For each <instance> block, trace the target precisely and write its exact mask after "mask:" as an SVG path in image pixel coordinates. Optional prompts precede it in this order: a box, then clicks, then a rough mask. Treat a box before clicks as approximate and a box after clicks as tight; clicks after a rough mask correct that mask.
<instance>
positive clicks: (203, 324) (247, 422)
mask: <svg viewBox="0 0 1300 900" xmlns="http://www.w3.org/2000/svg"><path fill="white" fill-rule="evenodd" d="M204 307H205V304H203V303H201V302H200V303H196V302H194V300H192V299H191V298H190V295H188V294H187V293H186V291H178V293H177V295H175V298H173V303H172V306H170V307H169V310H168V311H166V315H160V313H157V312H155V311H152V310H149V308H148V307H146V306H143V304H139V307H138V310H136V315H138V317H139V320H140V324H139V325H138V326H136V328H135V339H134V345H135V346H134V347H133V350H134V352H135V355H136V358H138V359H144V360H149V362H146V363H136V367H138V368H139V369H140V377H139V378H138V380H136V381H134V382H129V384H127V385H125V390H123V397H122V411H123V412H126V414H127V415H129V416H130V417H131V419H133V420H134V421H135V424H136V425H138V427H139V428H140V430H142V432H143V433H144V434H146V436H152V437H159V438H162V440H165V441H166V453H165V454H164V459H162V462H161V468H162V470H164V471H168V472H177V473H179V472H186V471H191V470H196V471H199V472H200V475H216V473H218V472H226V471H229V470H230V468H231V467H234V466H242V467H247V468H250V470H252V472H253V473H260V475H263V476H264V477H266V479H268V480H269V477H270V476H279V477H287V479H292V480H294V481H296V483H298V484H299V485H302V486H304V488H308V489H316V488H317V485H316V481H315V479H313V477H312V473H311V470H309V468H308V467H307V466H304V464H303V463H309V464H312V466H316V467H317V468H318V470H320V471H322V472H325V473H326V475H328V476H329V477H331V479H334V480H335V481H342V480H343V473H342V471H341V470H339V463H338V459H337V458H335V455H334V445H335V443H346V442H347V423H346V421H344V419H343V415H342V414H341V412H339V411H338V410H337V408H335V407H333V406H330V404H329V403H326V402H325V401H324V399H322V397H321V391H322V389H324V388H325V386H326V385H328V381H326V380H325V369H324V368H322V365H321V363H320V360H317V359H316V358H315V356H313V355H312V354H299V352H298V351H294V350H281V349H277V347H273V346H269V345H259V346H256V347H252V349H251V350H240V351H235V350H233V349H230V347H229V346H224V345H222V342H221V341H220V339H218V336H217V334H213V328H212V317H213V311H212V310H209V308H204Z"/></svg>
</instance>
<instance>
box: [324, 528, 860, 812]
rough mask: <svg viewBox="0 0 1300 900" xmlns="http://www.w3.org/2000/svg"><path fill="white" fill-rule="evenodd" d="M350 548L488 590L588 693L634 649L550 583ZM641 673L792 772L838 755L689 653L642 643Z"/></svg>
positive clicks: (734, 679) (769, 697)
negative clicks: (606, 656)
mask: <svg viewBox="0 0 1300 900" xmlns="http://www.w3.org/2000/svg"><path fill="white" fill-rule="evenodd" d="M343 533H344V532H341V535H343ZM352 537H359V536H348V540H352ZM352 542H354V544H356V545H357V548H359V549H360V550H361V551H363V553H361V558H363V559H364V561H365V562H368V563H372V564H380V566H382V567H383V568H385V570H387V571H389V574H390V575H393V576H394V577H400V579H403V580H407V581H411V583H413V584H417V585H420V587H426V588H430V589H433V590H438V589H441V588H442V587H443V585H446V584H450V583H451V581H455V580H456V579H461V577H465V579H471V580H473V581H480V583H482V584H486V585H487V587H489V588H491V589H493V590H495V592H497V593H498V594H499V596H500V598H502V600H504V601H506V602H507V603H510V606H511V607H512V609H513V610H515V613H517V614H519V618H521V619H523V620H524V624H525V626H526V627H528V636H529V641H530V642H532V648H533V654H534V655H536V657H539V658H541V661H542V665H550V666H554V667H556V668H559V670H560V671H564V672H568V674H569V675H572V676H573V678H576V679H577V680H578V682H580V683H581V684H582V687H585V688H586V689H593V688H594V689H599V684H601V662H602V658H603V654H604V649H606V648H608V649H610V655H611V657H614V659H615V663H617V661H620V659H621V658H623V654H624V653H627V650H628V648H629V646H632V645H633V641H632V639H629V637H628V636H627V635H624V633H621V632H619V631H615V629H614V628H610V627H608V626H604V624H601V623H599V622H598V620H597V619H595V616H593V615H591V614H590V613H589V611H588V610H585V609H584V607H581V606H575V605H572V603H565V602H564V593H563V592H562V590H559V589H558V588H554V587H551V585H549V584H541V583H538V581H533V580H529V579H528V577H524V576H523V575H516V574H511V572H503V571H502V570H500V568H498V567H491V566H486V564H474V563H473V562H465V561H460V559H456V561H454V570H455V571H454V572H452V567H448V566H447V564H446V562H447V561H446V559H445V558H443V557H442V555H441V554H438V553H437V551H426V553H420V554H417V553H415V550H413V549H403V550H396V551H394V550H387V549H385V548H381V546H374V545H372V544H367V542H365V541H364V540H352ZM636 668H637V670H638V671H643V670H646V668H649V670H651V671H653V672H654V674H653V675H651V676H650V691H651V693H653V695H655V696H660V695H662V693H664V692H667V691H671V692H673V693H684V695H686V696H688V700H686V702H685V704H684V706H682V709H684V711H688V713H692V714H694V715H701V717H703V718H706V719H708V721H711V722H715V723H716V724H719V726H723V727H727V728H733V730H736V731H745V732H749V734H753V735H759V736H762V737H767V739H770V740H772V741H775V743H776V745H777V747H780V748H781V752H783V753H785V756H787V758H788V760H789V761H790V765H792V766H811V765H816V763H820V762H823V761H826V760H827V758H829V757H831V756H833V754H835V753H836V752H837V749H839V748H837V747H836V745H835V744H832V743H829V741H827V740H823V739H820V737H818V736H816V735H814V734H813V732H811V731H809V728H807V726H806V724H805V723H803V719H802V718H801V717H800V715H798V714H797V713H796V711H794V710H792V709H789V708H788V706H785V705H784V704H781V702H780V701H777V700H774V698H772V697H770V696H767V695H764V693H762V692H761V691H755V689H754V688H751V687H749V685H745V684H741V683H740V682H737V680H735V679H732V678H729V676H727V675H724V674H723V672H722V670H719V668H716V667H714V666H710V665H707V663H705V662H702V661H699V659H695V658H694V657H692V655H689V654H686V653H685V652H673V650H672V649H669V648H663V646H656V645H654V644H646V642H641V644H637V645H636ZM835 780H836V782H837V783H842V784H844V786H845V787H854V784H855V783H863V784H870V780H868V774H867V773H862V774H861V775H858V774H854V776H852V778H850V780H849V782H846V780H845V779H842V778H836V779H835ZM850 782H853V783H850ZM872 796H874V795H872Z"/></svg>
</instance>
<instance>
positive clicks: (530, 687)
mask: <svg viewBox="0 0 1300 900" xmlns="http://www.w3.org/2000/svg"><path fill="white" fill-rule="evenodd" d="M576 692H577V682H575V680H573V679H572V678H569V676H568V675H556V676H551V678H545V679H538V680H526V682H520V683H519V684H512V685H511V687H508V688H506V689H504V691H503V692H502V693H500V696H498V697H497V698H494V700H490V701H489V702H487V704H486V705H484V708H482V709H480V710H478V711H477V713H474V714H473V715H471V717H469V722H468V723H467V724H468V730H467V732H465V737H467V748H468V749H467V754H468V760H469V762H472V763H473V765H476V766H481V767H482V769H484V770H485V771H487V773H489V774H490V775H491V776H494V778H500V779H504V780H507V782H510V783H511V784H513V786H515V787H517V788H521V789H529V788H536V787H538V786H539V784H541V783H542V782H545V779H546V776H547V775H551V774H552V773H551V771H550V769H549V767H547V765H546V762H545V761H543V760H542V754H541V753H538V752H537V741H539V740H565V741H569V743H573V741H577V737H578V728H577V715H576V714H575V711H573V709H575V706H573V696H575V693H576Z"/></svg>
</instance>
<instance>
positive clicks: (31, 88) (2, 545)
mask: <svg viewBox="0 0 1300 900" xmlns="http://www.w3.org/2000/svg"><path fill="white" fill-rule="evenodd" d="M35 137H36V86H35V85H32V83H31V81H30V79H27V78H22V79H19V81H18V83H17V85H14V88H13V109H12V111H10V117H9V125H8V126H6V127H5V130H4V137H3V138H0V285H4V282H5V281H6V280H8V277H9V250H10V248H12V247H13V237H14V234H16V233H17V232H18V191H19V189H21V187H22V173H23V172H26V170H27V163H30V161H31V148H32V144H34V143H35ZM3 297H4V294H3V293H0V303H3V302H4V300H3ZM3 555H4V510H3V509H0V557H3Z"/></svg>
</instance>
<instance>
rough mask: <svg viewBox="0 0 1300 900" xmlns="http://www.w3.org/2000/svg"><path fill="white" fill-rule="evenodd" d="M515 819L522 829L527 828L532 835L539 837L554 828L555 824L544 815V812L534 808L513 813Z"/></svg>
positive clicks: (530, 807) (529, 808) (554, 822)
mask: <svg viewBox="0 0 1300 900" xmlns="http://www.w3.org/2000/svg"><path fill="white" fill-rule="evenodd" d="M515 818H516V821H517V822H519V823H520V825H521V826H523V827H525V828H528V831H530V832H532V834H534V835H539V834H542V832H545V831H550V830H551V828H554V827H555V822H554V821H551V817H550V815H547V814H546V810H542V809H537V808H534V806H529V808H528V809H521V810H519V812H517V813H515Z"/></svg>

^^^^

• _Task to carry out_
Substitute "coarse mask" for "rough mask" and reproduce the lines from the start of the records through the line containing "positive clicks: (203, 324) (247, 422)", leaving everything else unchanged.

• _Answer space_
For each <instance> block, trace the target precisely and write its exact mask after "mask:" as an SVG path in image pixel coordinates. Optional prompts precede it in this order: a box, then clicks, then a coarse mask. Treat a box before clicks as approximate and a box after clicks as tight; clicks after a coarse mask correct that mask.
<instance>
positive clicks: (203, 324) (247, 422)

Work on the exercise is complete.